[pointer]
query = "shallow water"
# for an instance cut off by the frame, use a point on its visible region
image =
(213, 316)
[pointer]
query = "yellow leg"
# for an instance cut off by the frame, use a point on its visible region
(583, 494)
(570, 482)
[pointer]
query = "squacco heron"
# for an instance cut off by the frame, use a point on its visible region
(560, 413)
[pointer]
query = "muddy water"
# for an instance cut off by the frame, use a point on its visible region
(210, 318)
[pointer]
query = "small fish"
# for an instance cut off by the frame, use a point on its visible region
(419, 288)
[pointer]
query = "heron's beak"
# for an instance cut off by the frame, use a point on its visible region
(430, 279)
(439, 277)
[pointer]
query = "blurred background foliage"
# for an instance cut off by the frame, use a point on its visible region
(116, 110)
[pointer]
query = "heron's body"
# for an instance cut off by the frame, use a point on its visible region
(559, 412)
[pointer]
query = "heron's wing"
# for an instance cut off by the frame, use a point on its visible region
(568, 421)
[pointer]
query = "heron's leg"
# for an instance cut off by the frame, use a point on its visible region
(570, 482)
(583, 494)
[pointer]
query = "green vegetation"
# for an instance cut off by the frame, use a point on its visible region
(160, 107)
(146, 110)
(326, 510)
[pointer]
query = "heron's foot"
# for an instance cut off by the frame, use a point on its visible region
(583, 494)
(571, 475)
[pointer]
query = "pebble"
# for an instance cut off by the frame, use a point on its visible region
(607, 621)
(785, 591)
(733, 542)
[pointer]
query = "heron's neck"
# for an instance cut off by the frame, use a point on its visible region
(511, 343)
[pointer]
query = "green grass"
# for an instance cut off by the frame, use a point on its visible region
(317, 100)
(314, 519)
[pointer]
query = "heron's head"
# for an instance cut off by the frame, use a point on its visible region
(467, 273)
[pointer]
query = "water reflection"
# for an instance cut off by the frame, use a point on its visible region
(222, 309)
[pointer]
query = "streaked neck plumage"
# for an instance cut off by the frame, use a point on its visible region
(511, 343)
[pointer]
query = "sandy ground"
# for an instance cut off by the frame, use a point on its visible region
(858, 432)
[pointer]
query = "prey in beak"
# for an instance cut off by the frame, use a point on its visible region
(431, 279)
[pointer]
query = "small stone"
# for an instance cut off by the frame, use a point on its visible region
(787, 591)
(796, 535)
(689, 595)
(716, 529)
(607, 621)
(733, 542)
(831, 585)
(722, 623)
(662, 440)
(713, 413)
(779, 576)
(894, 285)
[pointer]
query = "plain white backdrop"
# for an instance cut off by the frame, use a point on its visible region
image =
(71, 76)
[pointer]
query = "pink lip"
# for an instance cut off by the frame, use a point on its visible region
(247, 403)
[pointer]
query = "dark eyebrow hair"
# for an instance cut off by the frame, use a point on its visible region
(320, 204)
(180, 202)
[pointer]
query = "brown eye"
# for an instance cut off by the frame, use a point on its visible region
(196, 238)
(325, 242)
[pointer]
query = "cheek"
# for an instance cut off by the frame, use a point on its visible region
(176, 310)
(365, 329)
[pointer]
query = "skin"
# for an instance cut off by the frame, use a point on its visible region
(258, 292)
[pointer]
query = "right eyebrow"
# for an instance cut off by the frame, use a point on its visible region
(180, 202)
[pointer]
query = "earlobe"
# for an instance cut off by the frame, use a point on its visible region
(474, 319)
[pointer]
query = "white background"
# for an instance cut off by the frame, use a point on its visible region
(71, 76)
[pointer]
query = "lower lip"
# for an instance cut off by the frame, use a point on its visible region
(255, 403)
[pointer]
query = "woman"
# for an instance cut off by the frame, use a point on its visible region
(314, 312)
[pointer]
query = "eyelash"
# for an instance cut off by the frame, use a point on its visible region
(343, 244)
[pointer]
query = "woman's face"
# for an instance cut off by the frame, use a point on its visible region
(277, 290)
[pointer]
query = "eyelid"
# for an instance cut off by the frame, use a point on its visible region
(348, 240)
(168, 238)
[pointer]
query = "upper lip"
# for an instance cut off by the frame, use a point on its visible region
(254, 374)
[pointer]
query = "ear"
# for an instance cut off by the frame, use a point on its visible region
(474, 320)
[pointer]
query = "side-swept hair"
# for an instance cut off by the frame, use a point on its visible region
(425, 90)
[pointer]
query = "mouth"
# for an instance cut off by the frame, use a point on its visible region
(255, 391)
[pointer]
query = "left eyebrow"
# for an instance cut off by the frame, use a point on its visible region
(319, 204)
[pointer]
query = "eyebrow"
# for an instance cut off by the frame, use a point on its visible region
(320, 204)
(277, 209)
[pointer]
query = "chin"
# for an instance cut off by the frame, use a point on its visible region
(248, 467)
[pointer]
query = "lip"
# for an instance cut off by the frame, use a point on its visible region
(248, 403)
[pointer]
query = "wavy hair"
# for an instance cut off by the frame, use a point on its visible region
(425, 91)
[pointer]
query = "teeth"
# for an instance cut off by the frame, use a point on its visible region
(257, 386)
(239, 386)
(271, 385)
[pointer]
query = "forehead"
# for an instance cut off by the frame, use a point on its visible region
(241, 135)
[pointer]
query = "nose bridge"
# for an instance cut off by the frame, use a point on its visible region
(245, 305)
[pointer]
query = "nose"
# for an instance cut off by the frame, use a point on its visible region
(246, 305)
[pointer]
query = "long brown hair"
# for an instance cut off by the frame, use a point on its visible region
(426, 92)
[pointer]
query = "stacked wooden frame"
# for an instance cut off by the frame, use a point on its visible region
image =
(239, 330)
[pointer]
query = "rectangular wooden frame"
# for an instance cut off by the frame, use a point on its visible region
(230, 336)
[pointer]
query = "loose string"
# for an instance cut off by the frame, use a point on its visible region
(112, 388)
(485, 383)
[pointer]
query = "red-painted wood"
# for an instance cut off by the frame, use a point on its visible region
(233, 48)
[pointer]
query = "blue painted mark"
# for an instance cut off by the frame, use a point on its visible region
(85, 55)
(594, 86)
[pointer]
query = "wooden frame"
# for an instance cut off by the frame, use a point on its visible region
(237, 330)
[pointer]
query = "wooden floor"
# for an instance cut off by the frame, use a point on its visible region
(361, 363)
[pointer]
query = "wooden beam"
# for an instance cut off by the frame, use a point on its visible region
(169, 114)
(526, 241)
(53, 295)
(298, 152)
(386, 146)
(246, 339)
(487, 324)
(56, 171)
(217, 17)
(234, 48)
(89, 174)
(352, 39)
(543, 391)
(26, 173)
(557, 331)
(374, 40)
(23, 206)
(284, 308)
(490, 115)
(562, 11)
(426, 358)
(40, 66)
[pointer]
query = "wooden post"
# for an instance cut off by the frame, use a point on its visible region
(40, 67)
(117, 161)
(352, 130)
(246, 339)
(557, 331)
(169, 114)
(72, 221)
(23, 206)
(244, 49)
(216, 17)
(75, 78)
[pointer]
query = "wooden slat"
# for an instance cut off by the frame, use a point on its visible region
# # # #
OBJECTIVE:
Which lines in the material above contain the string "painted"? Pull out each of those lines, treating capital and lowercase letters as distinct.

EXERCISE OUTPUT:
query = "red-painted wood"
query = "blue painted mark"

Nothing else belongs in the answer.